Using the listing, copy each whole line that features "shown".
------ Extracted material
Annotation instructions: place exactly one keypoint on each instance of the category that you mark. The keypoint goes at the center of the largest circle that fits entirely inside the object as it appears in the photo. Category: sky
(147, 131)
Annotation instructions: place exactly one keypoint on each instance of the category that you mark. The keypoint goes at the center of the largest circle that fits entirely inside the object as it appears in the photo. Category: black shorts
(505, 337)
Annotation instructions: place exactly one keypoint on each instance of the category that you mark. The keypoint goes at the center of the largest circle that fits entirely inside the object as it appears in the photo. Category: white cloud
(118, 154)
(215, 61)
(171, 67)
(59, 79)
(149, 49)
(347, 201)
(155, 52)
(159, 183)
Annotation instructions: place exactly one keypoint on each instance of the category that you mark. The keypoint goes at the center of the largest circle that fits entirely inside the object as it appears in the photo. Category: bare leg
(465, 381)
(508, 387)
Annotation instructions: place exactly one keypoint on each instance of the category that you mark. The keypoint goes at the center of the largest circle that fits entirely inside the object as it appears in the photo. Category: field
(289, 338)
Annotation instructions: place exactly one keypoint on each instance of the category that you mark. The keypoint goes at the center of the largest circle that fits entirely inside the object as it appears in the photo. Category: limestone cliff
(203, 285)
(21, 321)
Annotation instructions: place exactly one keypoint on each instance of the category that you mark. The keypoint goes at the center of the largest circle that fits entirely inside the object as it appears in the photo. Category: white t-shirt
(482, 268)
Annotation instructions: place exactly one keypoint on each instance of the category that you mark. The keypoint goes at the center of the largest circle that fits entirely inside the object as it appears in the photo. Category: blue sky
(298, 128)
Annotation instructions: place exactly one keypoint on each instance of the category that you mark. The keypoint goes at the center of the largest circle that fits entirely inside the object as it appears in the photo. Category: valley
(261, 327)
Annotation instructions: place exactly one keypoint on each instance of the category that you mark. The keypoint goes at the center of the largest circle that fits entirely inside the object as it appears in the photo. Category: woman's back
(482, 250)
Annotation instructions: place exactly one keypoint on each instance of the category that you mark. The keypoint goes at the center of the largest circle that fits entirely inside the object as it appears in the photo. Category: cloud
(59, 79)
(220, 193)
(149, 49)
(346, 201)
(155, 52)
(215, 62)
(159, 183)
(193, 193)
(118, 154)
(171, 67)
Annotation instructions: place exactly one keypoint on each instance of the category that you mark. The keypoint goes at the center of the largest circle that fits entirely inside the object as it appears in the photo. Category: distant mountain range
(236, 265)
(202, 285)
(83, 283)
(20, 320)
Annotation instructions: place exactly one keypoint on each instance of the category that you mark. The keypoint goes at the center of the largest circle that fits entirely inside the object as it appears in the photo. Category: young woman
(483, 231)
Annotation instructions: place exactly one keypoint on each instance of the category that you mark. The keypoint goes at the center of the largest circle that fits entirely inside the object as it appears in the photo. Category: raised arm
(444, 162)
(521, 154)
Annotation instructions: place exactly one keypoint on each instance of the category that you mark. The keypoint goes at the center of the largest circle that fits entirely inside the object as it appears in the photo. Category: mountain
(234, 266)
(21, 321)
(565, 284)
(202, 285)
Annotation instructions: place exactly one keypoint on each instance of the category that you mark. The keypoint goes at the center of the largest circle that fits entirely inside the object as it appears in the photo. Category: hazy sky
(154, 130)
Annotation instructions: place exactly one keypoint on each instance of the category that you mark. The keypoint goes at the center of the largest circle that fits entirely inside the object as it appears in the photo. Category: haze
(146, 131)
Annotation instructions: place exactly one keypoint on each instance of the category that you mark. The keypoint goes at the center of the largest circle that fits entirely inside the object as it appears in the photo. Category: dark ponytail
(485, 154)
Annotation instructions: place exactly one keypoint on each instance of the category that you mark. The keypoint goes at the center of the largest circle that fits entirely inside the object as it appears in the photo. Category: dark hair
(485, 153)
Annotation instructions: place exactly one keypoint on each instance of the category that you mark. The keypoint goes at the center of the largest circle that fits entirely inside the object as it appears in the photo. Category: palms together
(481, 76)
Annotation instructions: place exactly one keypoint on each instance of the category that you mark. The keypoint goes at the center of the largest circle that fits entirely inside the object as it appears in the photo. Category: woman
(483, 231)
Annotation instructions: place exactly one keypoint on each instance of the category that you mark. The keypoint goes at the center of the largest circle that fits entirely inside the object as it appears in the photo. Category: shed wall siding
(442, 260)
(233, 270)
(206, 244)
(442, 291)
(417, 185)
------------
------ Extracted material
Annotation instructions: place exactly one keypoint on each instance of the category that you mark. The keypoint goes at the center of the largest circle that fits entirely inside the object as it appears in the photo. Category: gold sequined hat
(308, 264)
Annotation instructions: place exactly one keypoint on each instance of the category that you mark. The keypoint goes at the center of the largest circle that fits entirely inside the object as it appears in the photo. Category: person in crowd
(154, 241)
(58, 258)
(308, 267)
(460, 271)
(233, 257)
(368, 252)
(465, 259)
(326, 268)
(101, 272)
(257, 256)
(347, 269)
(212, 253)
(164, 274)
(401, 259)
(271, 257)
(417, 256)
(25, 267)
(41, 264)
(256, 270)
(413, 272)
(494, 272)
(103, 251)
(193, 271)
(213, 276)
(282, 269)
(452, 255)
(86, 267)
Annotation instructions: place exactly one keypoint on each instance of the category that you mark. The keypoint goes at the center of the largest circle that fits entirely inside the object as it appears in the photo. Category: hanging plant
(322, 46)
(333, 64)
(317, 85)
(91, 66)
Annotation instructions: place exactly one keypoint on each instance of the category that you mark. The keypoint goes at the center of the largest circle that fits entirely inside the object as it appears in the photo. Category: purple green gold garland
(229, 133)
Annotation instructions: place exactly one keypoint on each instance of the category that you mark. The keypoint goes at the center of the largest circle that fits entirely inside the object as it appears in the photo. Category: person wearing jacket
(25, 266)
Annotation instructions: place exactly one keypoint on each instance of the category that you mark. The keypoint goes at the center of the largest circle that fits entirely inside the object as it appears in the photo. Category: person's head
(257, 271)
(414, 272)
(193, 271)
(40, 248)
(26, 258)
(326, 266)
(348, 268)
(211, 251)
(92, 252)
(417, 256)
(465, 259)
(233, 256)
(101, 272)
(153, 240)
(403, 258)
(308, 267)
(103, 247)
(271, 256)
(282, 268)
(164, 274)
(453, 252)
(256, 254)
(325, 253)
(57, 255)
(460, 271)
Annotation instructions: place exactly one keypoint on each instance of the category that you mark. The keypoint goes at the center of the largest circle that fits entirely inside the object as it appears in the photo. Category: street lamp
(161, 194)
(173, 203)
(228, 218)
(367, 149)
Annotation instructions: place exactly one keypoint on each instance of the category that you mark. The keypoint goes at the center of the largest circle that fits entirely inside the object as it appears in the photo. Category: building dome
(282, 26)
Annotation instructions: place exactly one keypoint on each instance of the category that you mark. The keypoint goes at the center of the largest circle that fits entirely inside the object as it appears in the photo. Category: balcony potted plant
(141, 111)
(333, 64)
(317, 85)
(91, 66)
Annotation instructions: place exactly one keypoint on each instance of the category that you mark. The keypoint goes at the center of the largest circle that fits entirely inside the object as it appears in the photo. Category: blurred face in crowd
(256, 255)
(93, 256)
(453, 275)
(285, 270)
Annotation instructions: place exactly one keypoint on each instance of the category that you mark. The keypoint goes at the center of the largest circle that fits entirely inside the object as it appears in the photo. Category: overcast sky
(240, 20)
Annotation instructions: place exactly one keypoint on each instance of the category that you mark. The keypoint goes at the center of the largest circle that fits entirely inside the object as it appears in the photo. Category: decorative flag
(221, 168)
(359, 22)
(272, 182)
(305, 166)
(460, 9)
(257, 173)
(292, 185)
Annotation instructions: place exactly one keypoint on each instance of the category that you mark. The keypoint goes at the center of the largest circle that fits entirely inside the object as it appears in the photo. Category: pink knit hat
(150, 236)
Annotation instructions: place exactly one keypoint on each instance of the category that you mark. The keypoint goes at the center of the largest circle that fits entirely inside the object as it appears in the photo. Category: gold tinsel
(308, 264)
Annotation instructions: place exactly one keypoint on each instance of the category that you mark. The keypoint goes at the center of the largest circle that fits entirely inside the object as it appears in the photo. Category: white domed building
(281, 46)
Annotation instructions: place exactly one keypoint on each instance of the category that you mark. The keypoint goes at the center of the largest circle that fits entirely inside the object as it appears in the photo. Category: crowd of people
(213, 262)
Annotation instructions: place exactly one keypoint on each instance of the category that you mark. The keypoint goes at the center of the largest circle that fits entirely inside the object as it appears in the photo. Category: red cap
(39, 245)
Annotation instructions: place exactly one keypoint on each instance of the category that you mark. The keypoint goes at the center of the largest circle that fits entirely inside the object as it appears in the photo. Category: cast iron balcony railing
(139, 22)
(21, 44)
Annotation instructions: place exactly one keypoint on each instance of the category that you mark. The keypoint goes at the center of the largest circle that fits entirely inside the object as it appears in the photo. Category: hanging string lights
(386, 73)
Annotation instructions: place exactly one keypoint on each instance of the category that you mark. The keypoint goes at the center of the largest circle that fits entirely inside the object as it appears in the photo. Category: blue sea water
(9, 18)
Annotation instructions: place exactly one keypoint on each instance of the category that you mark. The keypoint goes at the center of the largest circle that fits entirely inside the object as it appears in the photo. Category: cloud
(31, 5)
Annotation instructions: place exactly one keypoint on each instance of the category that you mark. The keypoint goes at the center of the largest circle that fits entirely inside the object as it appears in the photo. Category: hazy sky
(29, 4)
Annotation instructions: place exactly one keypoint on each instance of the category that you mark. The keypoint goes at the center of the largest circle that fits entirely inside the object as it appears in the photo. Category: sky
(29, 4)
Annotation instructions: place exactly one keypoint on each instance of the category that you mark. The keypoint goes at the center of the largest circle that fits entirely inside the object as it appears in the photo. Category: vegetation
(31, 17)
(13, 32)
------------
------ Extracted material
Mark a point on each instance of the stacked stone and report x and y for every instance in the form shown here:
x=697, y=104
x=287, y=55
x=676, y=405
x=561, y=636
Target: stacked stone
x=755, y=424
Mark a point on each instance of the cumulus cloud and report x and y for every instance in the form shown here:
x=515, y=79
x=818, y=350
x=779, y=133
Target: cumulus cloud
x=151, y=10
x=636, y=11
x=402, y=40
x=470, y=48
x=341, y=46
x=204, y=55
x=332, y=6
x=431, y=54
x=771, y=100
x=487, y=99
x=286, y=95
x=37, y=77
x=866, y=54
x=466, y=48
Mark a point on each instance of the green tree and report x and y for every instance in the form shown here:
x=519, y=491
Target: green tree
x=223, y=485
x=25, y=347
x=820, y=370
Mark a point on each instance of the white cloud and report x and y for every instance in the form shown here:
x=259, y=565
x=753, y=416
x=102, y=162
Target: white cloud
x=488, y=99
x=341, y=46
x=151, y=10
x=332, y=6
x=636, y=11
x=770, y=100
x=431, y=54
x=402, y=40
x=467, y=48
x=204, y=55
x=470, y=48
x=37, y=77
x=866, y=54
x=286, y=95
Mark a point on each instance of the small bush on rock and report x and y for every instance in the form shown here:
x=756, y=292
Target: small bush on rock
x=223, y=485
------------
> _Answer_
Mark a point on each instance of the stacked stone and report x and y for every instance in the form shown here:
Mark a point on each instance of the cumulus cloud and report x and y for every instance in the form shown here:
Mark a point on each instance of the green tree and report x and y for every instance in the form shown here:
Mark a point on each instance of the white cloud and report x and y for every instance in the form shown here:
Mark a point on each instance of the small bush on rock and report x and y for every instance in the form shown here:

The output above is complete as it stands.